### [Passage provided]
__________________________________________________
You can buy a lifetime annuity using some or all of the funds in your defined contribution (money purchase) pension pot. Your income will be largely based on the size of your pension pot and the annuity rate you are offered.
You can choose to receive your retirement income through an annuity on a monthly, quarterly, half yearly or annual basis. The frequency and timing of payments you choose may impact the amount you receive.
For example, if you receive payments annually in arrears, you’re likely to receive more money than by taking your income monthly. However, you may prefer to set your annuity up to pay a monthly income if you have been used to receiving your salary in this way.
A main benefit of a lifetime annuity is that changes to interest rates or investment markets won’t affect your income. You ‘lock in’ your income level, giving you the certainty of guaranteed annuity income for the rest of your life. However, this means you will not then benefit if interest and annuity rates increase in the future, or from any growth in the investment market.
Factors that may affect your annuity income include the size of your pension pot and the type of annuity you choose. The amount of retirement income you receive with a lifetime annuity also depends on the annuity rate you secure when you start your plan. The rate reflects your personal circumstances such as your age and it is also linked to interest rates.
__________________________________________________
### [Complete the following]
1. List the payment frequencies the annuity passage says you can choose for receiving retirement income from an annuity.
2. Reproduce word for word the part of the annuity passage that runs from "A main benefit" up to and including "to interest rates.".
__________________________________________________
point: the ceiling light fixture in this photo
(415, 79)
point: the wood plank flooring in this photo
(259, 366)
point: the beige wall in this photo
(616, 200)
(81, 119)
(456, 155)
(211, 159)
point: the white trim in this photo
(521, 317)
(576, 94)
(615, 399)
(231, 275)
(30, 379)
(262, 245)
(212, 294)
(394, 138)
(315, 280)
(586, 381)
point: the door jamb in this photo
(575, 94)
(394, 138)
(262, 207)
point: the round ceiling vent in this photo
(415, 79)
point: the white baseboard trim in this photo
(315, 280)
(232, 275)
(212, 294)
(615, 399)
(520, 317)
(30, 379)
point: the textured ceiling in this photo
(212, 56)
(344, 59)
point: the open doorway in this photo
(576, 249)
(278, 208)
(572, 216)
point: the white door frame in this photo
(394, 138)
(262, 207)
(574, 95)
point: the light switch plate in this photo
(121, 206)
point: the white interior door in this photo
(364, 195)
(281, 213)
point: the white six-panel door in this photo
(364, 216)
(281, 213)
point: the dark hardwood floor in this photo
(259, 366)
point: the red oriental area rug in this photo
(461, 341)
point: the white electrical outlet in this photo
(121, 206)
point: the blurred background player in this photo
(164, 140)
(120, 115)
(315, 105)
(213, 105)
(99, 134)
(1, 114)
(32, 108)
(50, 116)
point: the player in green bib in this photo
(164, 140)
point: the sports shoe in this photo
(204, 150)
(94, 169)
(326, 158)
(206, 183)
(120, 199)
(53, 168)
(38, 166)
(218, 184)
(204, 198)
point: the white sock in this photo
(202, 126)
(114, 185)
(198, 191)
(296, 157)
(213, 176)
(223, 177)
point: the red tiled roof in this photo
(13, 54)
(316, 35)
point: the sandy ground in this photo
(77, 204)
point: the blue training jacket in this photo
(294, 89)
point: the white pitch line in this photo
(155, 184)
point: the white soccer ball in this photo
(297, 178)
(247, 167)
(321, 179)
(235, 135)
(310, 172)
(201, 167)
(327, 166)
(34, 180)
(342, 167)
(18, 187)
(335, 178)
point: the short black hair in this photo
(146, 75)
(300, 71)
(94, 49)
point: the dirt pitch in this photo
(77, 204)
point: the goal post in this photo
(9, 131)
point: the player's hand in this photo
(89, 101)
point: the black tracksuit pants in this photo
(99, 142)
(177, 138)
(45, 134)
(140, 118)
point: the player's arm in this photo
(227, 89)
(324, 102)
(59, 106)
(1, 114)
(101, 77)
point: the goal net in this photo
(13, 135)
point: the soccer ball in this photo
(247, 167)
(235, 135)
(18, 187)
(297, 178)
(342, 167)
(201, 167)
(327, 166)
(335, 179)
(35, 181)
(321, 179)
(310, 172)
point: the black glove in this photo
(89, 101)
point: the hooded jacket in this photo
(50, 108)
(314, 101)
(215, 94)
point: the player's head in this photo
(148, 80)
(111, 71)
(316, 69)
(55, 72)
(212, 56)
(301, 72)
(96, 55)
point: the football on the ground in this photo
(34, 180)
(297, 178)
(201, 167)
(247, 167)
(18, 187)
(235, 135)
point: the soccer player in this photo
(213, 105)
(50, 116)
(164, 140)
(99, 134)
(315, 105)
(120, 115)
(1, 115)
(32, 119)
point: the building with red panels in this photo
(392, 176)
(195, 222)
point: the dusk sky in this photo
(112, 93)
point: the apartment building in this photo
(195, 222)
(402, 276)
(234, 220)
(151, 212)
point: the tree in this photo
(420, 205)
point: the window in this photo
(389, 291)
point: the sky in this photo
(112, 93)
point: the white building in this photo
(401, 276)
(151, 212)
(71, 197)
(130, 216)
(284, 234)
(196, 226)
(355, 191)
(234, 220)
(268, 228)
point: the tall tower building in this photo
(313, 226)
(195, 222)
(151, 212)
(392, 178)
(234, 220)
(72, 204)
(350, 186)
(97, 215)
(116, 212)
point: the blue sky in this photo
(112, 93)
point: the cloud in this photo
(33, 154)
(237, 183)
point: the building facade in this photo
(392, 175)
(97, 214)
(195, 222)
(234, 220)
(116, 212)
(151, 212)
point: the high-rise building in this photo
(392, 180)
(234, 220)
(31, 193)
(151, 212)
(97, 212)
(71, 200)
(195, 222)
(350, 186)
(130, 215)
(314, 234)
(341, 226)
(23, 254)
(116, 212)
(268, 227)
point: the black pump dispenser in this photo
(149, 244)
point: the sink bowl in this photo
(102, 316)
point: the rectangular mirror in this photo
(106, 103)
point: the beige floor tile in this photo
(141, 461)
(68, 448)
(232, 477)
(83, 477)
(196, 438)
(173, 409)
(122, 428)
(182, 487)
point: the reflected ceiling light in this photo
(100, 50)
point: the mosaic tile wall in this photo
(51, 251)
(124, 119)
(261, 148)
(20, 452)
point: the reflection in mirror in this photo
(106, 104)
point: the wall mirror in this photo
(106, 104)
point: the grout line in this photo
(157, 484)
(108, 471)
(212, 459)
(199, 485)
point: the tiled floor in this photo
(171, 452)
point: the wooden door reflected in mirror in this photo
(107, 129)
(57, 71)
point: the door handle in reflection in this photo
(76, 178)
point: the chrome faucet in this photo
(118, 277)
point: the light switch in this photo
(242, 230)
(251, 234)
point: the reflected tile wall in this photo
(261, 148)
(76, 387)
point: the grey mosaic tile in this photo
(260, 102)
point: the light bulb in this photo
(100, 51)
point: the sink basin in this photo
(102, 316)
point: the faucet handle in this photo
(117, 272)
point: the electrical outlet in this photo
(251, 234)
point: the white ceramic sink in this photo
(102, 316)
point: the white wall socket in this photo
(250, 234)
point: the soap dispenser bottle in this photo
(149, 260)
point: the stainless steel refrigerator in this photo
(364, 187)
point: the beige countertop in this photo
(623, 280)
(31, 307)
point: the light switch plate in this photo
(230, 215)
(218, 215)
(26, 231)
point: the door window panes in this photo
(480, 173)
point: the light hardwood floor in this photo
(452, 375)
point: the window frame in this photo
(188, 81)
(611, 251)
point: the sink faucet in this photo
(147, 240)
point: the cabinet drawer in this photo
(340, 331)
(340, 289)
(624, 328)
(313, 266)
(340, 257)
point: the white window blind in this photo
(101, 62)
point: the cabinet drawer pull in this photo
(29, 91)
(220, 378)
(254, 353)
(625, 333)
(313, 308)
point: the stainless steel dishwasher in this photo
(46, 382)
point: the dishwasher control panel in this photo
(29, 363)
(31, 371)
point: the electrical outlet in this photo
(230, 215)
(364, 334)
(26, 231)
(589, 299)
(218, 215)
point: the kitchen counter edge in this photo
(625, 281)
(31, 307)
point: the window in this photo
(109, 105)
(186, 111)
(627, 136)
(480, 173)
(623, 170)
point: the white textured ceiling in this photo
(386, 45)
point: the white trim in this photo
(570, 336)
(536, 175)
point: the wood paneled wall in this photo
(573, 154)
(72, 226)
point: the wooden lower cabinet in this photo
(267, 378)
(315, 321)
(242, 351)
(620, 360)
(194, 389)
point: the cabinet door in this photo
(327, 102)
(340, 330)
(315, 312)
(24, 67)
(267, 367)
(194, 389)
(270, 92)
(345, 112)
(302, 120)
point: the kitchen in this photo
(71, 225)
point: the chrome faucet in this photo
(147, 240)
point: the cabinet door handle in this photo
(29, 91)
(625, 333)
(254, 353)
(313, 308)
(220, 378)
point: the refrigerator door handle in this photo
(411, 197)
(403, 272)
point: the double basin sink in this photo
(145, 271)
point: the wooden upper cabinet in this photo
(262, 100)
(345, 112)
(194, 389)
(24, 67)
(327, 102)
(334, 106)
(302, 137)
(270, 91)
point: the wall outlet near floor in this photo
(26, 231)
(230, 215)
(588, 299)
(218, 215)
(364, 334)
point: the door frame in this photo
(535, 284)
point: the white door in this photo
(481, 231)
__________________________________________________
### [Solutions per task]
1.
Monthly
Quarterly
Half yearly
Annual

2.
A main benefit of a lifetime annuity is that changes to interest rates or investment markets won’t affect your income. You ‘lock in’ your income level, giving you the certainty of guaranteed annuity income for the rest of your life. However, this means you will not then benefit if interest and annuity rates increase in the future, or from any growth in the investment market.
Factors that may affect your annuity income include the size of your pension pot and the type of annuity you choose. The amount of retirement income you receive with a lifetime annuity also depends on the annuity rate you secure when you start your plan. The rate reflects your personal circumstances such as your age and it is also linked to interest rates.